- [TASK DESCRIPTION]: Which lines in the data below contain the word "lamp"? Pull out each of those lines and copy it without changes.

(A block of data)
>>
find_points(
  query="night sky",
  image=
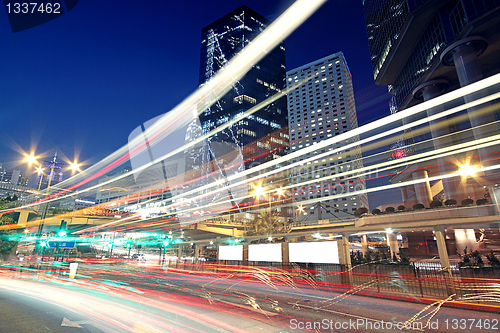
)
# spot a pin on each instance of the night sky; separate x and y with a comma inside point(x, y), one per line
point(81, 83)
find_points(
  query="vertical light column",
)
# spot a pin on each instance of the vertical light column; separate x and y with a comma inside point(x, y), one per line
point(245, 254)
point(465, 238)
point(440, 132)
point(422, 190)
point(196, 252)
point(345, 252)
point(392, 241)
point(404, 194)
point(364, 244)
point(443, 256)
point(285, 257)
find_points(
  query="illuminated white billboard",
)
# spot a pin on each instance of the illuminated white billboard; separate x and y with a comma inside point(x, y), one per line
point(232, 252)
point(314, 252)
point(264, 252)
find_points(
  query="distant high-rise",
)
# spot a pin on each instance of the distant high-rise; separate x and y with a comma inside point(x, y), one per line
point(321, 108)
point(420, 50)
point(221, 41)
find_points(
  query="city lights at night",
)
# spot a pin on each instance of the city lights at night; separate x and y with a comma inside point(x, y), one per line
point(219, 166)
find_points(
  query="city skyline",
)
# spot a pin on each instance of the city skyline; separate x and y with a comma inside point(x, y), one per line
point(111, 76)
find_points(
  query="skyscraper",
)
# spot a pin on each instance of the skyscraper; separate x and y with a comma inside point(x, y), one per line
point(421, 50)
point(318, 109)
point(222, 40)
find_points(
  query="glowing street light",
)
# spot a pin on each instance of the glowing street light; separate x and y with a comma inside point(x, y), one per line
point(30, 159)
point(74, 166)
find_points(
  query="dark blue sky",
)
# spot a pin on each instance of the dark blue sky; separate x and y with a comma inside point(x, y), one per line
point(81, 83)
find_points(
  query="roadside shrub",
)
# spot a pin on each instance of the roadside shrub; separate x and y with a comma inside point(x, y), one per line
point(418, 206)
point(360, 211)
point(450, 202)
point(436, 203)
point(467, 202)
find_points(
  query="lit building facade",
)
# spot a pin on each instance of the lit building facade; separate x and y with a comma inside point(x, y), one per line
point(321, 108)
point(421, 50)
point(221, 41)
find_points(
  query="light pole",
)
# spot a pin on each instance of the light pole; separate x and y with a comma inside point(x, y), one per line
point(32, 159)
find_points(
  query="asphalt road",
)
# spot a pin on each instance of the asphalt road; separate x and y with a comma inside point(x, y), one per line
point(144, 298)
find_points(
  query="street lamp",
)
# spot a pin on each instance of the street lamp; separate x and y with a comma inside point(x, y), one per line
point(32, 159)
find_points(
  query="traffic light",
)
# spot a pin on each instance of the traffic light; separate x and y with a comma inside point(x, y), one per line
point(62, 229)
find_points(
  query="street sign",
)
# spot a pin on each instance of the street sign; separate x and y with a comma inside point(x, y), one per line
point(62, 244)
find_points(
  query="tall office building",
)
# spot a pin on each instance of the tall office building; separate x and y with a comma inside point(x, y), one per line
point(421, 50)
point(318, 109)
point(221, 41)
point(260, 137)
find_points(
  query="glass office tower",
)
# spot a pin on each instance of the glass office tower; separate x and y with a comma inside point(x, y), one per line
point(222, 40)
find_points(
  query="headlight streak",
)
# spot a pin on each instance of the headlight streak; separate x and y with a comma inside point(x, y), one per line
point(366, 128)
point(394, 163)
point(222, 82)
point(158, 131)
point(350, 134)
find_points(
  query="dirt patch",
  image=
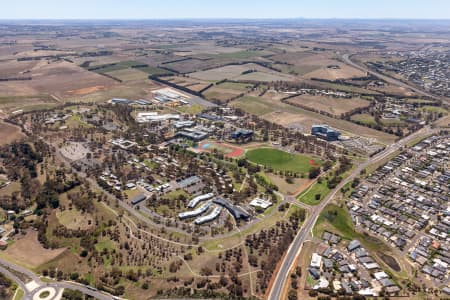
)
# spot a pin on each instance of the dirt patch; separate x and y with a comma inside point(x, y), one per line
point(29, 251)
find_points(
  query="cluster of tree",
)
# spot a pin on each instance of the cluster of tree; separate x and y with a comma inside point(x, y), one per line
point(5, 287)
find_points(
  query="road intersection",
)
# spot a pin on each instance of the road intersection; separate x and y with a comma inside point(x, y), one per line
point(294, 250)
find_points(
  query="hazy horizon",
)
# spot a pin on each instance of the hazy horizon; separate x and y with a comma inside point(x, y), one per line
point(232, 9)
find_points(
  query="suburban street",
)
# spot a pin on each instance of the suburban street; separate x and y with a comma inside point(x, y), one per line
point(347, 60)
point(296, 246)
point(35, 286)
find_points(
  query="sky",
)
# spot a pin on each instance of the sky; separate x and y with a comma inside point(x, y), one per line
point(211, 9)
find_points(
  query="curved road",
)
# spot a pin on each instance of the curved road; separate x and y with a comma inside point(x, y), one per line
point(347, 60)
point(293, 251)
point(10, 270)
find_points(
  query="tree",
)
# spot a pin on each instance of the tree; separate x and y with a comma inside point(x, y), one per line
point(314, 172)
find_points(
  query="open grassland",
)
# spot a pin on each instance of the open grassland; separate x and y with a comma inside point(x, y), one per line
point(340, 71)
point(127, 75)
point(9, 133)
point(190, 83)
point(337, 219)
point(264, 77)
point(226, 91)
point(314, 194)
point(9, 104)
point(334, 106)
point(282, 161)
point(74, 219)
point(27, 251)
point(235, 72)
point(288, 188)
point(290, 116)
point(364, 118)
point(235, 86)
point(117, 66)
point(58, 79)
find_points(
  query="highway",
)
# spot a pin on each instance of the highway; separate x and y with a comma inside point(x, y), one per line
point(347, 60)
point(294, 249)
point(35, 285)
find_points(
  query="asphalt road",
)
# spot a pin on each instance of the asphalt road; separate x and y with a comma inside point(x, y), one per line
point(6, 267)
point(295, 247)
<<
- [IN RESPONSE]:
  query="street lamp",
# spot a pin on each instance of the street lamp; separate x and y with a comma inside point(x, y), one per line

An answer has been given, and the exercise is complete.